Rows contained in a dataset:

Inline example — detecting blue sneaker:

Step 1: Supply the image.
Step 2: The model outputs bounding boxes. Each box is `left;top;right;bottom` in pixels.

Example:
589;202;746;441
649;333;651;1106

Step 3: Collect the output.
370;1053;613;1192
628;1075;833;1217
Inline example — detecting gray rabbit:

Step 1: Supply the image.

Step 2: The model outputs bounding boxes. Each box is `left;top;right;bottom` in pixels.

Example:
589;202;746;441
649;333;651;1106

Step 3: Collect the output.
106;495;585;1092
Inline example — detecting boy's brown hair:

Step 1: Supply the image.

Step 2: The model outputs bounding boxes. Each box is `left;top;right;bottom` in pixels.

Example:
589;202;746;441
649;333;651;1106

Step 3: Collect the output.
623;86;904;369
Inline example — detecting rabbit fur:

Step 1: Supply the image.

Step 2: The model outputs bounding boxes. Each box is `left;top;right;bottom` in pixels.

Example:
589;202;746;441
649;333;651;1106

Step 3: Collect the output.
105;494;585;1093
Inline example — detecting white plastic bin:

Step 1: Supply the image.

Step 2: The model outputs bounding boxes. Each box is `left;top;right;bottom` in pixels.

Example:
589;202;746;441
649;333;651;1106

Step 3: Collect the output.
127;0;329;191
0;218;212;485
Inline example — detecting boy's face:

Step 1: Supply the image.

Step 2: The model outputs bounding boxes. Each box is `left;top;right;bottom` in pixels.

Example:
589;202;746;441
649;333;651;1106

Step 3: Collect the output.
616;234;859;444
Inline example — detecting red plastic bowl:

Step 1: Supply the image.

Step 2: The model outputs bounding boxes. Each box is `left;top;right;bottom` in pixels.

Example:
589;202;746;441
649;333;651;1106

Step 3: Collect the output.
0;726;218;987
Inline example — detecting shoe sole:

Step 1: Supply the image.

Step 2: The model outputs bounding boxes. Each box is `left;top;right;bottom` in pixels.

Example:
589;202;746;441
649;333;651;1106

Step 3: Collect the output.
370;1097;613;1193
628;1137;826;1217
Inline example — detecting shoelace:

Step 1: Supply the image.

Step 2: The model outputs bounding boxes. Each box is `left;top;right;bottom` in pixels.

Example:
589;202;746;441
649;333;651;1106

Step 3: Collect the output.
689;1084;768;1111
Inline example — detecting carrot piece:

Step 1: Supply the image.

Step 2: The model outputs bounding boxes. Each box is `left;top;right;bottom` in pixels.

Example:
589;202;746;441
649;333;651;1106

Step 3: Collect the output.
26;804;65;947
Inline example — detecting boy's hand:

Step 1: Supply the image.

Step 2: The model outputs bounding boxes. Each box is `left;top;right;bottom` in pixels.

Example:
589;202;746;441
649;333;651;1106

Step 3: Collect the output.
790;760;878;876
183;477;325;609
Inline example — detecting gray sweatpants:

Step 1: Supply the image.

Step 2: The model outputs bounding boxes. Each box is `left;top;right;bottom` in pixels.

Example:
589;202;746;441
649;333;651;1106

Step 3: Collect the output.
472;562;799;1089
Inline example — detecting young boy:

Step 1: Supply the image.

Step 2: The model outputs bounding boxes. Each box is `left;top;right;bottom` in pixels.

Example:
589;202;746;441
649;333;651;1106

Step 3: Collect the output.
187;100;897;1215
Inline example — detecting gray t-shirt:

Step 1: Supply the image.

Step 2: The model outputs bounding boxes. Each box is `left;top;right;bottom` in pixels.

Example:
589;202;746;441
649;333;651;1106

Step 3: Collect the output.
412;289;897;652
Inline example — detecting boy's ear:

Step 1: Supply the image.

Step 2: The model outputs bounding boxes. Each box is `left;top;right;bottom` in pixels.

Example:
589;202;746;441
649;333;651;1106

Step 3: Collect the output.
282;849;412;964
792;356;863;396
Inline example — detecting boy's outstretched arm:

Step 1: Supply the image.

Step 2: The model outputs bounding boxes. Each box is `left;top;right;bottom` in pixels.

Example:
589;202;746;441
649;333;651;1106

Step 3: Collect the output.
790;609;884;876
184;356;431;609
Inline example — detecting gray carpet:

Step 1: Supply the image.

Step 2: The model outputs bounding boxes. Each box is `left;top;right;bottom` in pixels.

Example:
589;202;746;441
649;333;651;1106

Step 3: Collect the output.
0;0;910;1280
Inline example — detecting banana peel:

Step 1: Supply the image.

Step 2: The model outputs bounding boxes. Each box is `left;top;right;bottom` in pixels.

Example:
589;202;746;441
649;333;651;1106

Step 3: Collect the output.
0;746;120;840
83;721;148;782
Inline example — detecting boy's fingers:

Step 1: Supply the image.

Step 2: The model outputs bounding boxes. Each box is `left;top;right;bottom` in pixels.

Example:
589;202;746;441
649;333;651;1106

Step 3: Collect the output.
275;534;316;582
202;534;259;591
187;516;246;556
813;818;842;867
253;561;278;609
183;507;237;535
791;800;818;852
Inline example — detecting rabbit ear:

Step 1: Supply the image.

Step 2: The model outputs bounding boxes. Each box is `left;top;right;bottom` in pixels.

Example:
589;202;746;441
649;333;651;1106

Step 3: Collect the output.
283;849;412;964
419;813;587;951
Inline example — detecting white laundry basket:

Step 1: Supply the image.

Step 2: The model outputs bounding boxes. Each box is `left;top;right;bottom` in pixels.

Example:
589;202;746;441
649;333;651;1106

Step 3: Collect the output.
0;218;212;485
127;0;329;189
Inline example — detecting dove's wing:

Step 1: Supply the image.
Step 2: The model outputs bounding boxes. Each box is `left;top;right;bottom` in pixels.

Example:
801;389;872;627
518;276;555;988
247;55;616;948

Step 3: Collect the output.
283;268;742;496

[Task]:
Please update every row above so that "Collect the output" reads "Gather the output", leaving all other text unchanged.

[In response]:
Inline example — detecting blue sneaker:

Step 1: Supply the image.
Step 2: The model outputs bounding boxes. Each box is `left;top;right;bottom` in pixels.

Example:
589;202;746;441
649;333;651;1106

Step 3: Gather the output.
370;1053;613;1192
628;1075;833;1217
Inline example — detecting gray rabbit:

Step 1: Supply the image.

Step 2: The model outputs bounding boxes. Each box is `left;top;right;bottom` in pixels.

Example:
589;202;746;441
649;333;651;1106

Step 3: Gather the output.
106;495;585;1092
Inline example — detecting boy's brown hair:

Step 1: Supply the image.

Step 2: The model outputs bounding boxes. Each box is `left;top;right;bottom` in pixels.

Example:
589;202;746;441
649;333;651;1106

Step 3: Gather the output.
623;86;904;369
Inline example — detecting rabbit fur:

Step 1: Supply the image.

Step 2: The model outputs bounding boxes. Each box is `left;top;right;bottom` in pixels.

Example:
589;202;746;441
649;333;651;1106

Step 3: Gather the output.
105;494;585;1093
Inline example — detecting white plastic bin:

Step 1: Supply the image.

Step 2: The model outputs bounding boxes. Each box is `left;top;right;bottom` in pixels.

Example:
589;202;746;441
649;333;651;1106

Step 3: Gather the output.
127;0;329;191
0;218;212;485
Inline example — detecting boy's face:

Step 1: Supply the image.

Step 2: The model outputs bounding boxes. Each box is `left;top;right;bottom` in pixels.

Example:
589;202;746;441
649;333;651;1106

Step 3: Gather the output.
616;234;859;444
Inline example — detecting red plastic bowl:

Step 1: Supply the image.

Step 2: The model outputs bounding boxes. Each box is `left;top;right;bottom` in pixels.

Example:
589;202;746;441
649;333;651;1106

Step 3: Gather the output.
0;726;218;987
Inline example — detecting shoe sole:

Step 1: Supply the image.

Step 2: The model outputs bounding boxes. Each box is `left;top;right;bottom` in pixels.

Example:
589;202;746;441
649;333;651;1106

Step 3: Gather the output.
370;1097;613;1193
628;1137;826;1217
Inline example — detecting shoelace:

Step 1: Supply the image.

Step 2: The model outputs bounding boxes. Each box is `left;top;right;bottom` in pixels.

Example:
589;202;746;441
649;333;651;1106

Step 3: Gather the output.
689;1084;768;1111
Inline example — detecting carrot piece:

Step 1: Supply the image.

Step 2: The model outputs bounding boxes. Each box is `left;top;right;bottom` in pixels.

Example:
589;202;746;441
649;333;651;1106

Step 3: Gather the output.
26;804;65;947
Inline example — detecting boy's hand:

Step 1: Supply the image.

Step 2: The model outputs bounding boxes. Each box is `left;top;right;bottom` in pixels.

Example:
589;202;746;441
649;333;651;1106

Step 3: Gather the output.
790;760;878;876
183;477;325;609
Inline example — detecting gray sweatpants:

Step 1: Supply the image.

Step 2: The model outputs bounding boxes. Each box is `left;top;right;bottom` in pixels.

Example:
589;202;746;441
649;333;651;1106

Step 3: Gather the output.
472;562;799;1089
Inline example — detecting young boy:

Step 1: Supply the image.

Step 2: The model outputs bounding boxes. Each box is `left;top;right;bottom` in pixels.

Example:
589;202;746;441
649;333;651;1106

Step 3: Gather the output.
187;100;897;1215
Inline example — detecting gray t-shirt:

Step 1: Supply the image.

Step 2: The model outputs bounding boxes. Each box is `left;top;right;bottom` in pixels.

Example:
589;202;746;441
649;333;651;1106

Step 3: Gather the output.
412;289;897;652
Inline example — detecting boy's ear:

Step 1: Supply the image.

Step 2: The model outputs bounding boxes. Each box is `left;top;right;bottom` in pixels.

Example:
589;202;746;441
649;333;651;1106

Step 3: Gather the output.
282;849;412;964
792;356;863;396
Inline example — detecting boy's outstretched arm:

Step 1: Supply the image.

Step 2: The model outputs bounding boxes. Each box is `left;top;right;bottom` in pixels.

Example:
589;202;746;441
649;333;651;1106

Step 3: Gather the output.
790;609;884;876
184;356;431;609
Inline example — detecting gray carpet:

Step 1: Supply the image.

Step 2: The model outputs bounding boxes. Each box is `left;top;right;bottom` in pixels.

Example:
589;202;746;441
649;333;651;1106

Step 3: Gather the output.
0;0;910;1280
Inline example — detecting banana peel:

Step 1: Supply the image.

Step 2: The model outputs bounding boxes. Each box is `left;top;right;bottom` in pixels.

Example:
589;202;746;441
649;333;651;1106

Step 3: Gather the output.
0;746;120;840
83;721;148;782
Inline example — detecting boy's fingers:

Step 1: Supply the image.

Step 2: The model outputs bounding boxes. Each box is `left;top;right;bottom` in pixels.

Example:
589;202;746;441
649;333;651;1106

Step 3: Gather the output.
275;534;316;582
202;534;259;591
187;516;246;556
813;818;842;867
253;561;278;609
183;507;237;535
791;800;818;852
Inline example — detecting rabbit ear:

Step 1: Supply the image.

Step 2: The model outputs bounding boxes. Each box is `left;top;right;bottom` in pixels.

Example:
589;202;746;441
649;333;651;1106

Step 3: Gather the output.
283;849;412;964
419;813;587;951
Inline example — detecting white laundry basket:

Step 1: Supply the image.

Step 2: The model outputs bounding boxes. Each box is `left;top;right;bottom` in pixels.

Example:
589;202;746;441
649;333;651;1106

Step 3: Gather the output.
0;218;212;485
127;0;329;189
Inline example — detecting dove's wing:

Step 1: Supply the image.
Step 2: The model outputs bounding boxes. Each box is `left;top;right;bottom` in pixels.

Example:
801;389;872;627
518;276;555;988
247;55;616;948

Step 3: Gather the output.
283;268;742;496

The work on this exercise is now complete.